### CHALLENGE 1
Reproduce the passage of the IT challenges text between "Deepfake voice messages, fake" and "cause serious damage.", inclusive, without any changes.
### CHALLENGE 2
According to the IT challenges text, which groups of employees do these attacks often target?
### CHALLENGE 3
In the IT challenges text, how much does it take to cause serious damage?

### SELECTED TEXT
--------
Top 12 Challenges in IT in 2026

  1. Growing Cybersecurity and AI-Driven Threats

    Cybersecurity threats are becoming harder to spot and are becoming faster to execute. In 2026, attackers are going beyond malware or stolen passwords to using AI to make scams look real, sound real, and feel trustworthy.

    Deepfake voice messages, fake video calls, and highly personalized phishing emails are now common tactics. These attacks often target employees directly, especially executives, finance teams, and customer-facing staff. The goal is usually fraud, data access, or account takeover, and it only takes one convincing message to cause serious damage.

    What makes this challenge harder is that many attacks don't rely on technical vulnerabilities but people instead. Even well-secured systems can be compromised if someone believes a request is legitimate. That means cybersecurity is no longer just a tools problem but also a training, process, and verification problem.

    For IT leaders, the pressure is growing to protect systems while also helping employees recognize and respond to threats that look and sound human.

    How to Meet This Challenge

    • Strengthen identity checks for sensitive actions: Require extra verification for high-risk requests like payment approvals, password resets, or access changes. Simple steps, such as secondary approval or confirmation, can stop many attacks.
--------
### LISTED ENTRIES

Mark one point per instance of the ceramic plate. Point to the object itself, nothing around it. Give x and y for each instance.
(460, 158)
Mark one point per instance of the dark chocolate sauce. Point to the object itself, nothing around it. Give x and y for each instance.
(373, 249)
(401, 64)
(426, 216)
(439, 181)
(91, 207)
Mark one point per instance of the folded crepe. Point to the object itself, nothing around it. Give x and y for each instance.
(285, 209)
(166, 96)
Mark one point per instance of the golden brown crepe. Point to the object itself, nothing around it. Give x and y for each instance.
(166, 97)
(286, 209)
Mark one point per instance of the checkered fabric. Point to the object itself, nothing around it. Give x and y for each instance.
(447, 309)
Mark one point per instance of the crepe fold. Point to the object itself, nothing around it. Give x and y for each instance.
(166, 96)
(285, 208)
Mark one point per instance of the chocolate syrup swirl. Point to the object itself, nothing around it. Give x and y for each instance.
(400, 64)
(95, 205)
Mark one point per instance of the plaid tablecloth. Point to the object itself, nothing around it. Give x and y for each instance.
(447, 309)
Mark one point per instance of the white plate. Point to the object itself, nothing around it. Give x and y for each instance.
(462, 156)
--------
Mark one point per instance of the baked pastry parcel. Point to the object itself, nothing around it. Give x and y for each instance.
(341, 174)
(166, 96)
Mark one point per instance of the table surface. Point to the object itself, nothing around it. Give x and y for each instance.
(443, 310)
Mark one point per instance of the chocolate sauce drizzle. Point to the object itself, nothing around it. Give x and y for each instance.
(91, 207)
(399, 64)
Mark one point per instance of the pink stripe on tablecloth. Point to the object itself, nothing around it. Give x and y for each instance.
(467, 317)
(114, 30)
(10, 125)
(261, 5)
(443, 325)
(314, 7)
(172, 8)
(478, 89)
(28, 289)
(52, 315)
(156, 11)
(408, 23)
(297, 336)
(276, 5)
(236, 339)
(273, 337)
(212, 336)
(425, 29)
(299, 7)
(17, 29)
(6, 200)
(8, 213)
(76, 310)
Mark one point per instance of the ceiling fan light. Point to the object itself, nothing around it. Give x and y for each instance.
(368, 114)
--------
### RESPONSE 1
Deepfake voice messages, fake video calls, and highly personalized phishing emails are now common tactics. These attacks often target employees directly, especially executives, finance teams, and customer-facing staff. The goal is usually fraud, data access, or account takeover, and it only takes one convincing message to cause serious damage.

### RESPONSE 2
Executives, finance teams, and customer-facing staff.

### RESPONSE 3
Only one convincing message.